(Referring expression pointing data)

────────

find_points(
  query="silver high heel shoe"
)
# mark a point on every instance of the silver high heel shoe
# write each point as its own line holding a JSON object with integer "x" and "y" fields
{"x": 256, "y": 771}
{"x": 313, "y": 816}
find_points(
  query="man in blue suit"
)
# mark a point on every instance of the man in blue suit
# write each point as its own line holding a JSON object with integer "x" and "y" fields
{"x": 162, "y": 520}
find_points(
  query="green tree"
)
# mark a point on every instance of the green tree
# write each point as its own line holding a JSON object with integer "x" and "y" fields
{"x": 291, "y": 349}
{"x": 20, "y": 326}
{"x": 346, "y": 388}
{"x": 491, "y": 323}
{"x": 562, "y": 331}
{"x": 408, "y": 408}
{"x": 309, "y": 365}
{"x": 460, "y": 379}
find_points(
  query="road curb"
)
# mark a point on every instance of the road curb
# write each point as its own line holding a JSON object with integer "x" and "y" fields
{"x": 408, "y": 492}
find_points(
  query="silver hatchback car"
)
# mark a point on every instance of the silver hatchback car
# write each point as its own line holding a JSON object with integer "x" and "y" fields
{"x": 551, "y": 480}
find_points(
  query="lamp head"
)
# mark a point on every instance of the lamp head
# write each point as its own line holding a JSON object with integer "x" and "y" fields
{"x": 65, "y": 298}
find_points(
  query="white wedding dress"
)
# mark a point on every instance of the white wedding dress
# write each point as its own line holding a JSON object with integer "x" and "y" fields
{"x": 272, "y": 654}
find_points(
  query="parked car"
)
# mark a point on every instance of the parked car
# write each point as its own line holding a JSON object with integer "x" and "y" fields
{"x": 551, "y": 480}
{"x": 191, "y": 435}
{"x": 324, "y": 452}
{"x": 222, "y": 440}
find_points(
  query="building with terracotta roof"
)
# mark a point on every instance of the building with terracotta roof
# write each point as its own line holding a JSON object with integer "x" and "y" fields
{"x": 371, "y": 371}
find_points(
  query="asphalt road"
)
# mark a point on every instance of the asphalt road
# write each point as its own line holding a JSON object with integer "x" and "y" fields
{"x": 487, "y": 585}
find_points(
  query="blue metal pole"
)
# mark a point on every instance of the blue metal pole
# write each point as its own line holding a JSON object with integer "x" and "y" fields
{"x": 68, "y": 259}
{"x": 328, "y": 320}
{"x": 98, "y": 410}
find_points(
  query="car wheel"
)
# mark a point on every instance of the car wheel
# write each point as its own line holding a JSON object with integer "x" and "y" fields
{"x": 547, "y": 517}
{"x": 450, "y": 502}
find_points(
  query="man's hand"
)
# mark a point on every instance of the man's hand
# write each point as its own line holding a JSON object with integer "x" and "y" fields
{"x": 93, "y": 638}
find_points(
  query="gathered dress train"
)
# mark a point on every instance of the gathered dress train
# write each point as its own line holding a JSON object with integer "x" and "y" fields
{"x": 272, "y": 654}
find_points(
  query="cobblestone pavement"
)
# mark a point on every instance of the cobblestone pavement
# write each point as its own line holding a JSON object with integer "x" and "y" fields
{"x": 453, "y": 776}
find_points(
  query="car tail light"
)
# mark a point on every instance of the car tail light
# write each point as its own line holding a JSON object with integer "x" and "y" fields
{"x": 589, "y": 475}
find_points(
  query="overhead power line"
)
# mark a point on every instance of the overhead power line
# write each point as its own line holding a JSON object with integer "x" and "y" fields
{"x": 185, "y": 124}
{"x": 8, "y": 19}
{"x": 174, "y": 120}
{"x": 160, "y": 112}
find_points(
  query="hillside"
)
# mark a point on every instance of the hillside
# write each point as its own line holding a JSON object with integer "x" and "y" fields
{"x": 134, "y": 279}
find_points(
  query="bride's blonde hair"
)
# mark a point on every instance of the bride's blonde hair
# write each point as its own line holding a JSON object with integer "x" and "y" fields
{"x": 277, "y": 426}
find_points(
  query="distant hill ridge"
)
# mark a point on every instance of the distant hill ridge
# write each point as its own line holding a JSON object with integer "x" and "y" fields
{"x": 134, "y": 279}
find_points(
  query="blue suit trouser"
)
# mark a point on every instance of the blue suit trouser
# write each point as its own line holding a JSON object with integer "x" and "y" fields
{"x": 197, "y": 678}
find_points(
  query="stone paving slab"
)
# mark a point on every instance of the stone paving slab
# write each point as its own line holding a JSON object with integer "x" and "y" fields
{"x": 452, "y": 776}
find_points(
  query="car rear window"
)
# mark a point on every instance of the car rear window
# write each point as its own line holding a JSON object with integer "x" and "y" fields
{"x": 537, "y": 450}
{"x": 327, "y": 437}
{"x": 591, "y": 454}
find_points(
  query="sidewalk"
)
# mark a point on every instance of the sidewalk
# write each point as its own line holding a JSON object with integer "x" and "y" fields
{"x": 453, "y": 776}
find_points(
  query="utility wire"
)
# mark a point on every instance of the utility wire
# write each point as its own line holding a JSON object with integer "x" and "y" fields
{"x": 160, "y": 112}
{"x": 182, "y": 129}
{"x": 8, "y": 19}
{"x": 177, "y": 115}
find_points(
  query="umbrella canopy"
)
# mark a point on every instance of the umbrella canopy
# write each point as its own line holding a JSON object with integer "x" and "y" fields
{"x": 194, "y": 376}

────────

### [WHAT YOU ARE ASKED TO DO]
Only the lines that contain the string "power" should be copied from the entries above.

### [SOLVED EXERCISE]
  query="overhead power line"
# mark a point on every instance of the overhead power line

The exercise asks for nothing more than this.